## Do this
Edit the records below so that "tree" becomes "pine" wherever it appears, keeping everything else the same.

## Records for this exercise
%%
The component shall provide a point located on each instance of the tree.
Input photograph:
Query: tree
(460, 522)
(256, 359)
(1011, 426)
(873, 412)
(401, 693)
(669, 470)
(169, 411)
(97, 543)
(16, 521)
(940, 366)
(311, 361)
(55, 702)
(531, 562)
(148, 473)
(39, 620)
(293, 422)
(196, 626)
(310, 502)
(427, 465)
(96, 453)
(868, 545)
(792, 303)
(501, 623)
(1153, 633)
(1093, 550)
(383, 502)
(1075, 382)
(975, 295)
%%
## Solution for this task
The component shall provide a point located on each instance of the pine.
Input photograph:
Query: pine
(460, 522)
(256, 359)
(1011, 426)
(873, 412)
(401, 693)
(669, 470)
(169, 411)
(97, 543)
(16, 521)
(940, 366)
(311, 361)
(55, 702)
(531, 562)
(148, 473)
(39, 620)
(293, 422)
(196, 626)
(310, 502)
(427, 465)
(96, 453)
(868, 545)
(792, 303)
(501, 623)
(1153, 633)
(1093, 550)
(383, 502)
(1075, 382)
(975, 295)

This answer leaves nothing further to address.